What the exercise asks:
Answer these questions using the post on Review Board at Mozilla:
1. What is the name of the code review interface built into Bugzilla?
2. Which command does the post give as the easiest way to upload patches to Mozilla's Review Board instance?
3. Which command displays the full list of things RBTools can do?

Text block:
'''
Gregory Szorc's Digital Home

Review Board at Mozilla

January 27, 2014 at 04:30 PM | categories: Mozilla, mach

Some Mozillians recently stood up an instance of Review Board - a web-based code review tool for evaluation purposes. Having used Review Board at a previous company, I can say with high confidence that when properly configured, it beats the pants off Splinter (the code review interface baked into Bugzilla). Here are some advantages:

The HTML interface is more pleasant on the eyes (subjective).
Interdiffs actually work.
Intra-line diffs are rendered.
You can open issues for individual review comments and these issues can be tracked during subsequent reviews (Bugzilla doesn't really have anything similar and review comments tend to get lost unless the reviewer is sharp).
It integrates with the VCS, so you can expand code context from the review interface.
There are buttons to toggle whitespace differences.
Syntax hightlighting! It even recognizes things like TODO in comments.

You can read more from the official user guide.

If you have any interest in evaluating Review Board, the easiest way to upload patches to Mozilla's instance is to run mach rbt.

mach rbt will launch the Review Board tools command-line client (called RBTools). From there, you can do a number of things. Run mach rbt help to see the full list.
'''
Extracted material:
'''
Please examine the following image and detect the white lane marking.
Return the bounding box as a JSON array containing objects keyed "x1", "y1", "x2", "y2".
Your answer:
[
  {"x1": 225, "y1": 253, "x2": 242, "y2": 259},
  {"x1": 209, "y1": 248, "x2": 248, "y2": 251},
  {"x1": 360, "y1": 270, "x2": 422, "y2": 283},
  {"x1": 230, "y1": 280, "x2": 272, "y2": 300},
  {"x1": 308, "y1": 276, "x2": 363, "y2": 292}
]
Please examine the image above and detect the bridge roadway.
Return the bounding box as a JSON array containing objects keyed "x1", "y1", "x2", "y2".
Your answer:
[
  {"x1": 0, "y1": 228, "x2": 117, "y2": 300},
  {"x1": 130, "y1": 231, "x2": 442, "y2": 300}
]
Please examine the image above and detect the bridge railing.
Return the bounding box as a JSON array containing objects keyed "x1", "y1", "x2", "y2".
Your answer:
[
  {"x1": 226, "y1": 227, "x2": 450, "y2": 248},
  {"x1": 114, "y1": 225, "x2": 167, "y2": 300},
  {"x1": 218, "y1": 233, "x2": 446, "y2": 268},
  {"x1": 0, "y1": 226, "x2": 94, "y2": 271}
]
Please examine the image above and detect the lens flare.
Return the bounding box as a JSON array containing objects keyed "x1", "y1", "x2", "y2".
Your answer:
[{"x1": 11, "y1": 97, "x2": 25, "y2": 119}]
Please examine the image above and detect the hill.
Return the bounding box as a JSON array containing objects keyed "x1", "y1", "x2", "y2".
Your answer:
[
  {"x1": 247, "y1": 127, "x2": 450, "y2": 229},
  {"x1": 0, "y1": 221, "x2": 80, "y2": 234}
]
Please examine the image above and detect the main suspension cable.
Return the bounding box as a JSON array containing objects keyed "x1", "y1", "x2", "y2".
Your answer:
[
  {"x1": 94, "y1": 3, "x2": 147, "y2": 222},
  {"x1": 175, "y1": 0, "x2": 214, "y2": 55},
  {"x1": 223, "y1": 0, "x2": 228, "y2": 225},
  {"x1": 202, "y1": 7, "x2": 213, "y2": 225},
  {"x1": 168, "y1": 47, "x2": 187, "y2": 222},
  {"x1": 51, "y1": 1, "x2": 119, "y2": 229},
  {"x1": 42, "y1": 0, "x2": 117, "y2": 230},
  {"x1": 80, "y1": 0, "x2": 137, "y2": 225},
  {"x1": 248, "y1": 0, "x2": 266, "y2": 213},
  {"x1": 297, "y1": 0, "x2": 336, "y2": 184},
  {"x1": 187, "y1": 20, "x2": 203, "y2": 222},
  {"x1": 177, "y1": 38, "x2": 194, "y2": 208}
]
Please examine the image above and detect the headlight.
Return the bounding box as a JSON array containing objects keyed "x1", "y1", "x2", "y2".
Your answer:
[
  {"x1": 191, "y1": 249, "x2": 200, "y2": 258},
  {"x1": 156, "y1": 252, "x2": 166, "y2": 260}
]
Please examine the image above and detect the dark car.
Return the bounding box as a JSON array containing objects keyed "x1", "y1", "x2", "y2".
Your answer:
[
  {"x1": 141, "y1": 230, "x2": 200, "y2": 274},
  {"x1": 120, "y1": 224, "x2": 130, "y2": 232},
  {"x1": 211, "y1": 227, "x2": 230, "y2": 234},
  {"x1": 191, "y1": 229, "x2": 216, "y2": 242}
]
'''
'''
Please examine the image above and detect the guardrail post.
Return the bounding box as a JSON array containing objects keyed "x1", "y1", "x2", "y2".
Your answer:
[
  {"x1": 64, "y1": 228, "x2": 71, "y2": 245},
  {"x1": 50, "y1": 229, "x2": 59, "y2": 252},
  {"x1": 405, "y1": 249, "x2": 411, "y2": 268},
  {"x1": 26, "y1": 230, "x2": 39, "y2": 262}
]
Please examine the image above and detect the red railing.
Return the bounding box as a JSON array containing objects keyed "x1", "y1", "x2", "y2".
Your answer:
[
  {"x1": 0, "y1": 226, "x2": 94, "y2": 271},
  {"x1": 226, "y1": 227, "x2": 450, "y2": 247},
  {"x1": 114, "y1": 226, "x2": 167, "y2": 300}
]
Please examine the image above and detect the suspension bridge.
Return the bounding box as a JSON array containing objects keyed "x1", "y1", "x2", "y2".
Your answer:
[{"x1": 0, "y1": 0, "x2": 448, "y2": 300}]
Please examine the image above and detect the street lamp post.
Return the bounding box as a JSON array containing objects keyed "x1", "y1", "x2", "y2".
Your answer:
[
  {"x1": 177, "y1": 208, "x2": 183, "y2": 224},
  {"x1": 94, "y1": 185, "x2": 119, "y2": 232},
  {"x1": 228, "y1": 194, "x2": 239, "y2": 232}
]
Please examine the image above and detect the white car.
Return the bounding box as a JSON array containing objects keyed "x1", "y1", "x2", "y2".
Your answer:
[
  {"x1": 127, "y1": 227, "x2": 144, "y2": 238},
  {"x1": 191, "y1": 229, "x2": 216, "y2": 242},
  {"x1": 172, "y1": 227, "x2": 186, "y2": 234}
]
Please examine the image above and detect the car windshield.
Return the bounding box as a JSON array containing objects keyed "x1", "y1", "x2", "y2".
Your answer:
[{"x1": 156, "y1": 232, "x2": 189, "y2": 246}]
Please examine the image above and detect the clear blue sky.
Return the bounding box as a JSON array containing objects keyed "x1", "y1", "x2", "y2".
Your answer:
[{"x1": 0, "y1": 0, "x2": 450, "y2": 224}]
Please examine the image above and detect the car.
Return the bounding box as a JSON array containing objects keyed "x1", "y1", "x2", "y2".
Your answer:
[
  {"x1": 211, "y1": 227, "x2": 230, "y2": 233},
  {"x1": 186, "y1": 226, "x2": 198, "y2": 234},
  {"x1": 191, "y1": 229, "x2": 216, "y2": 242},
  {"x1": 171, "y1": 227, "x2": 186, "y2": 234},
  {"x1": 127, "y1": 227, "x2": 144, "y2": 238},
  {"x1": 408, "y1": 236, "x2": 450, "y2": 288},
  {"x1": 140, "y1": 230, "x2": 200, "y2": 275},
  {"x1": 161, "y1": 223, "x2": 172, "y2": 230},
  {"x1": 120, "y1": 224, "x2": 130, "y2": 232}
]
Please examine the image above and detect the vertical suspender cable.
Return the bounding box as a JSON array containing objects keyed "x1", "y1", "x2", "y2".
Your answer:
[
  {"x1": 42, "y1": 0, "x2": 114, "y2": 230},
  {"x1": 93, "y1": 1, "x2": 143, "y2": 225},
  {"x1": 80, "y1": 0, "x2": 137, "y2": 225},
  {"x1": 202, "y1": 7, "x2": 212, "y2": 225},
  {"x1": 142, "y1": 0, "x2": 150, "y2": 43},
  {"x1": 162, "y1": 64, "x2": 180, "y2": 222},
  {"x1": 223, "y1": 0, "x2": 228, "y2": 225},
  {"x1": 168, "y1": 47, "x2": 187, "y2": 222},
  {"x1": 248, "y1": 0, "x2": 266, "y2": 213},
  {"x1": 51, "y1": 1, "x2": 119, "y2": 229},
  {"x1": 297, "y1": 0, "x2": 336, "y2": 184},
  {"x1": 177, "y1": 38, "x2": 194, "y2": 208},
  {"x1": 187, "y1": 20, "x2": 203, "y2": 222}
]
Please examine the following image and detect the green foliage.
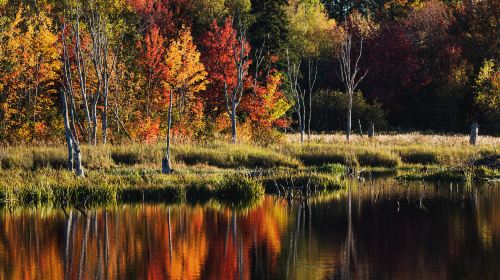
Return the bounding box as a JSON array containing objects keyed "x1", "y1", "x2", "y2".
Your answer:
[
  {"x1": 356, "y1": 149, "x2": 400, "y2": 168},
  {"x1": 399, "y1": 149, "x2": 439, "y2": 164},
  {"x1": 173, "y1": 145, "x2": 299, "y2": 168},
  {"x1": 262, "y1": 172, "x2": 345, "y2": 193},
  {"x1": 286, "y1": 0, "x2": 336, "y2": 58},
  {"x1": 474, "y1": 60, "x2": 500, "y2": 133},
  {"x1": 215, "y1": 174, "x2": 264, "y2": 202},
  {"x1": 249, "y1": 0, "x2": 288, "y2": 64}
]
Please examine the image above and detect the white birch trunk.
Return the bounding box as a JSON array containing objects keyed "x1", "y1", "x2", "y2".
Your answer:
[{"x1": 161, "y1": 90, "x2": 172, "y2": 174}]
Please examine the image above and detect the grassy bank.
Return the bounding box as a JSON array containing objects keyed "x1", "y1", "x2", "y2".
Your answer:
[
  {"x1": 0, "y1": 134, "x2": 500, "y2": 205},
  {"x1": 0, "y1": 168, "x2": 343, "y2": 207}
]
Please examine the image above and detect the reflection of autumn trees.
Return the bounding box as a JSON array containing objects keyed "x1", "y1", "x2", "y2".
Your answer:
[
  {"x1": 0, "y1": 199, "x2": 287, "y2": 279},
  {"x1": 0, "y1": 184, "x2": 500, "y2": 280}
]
'''
Solved exercise:
1. Splinter
2. mach rbt
3. mach rbt help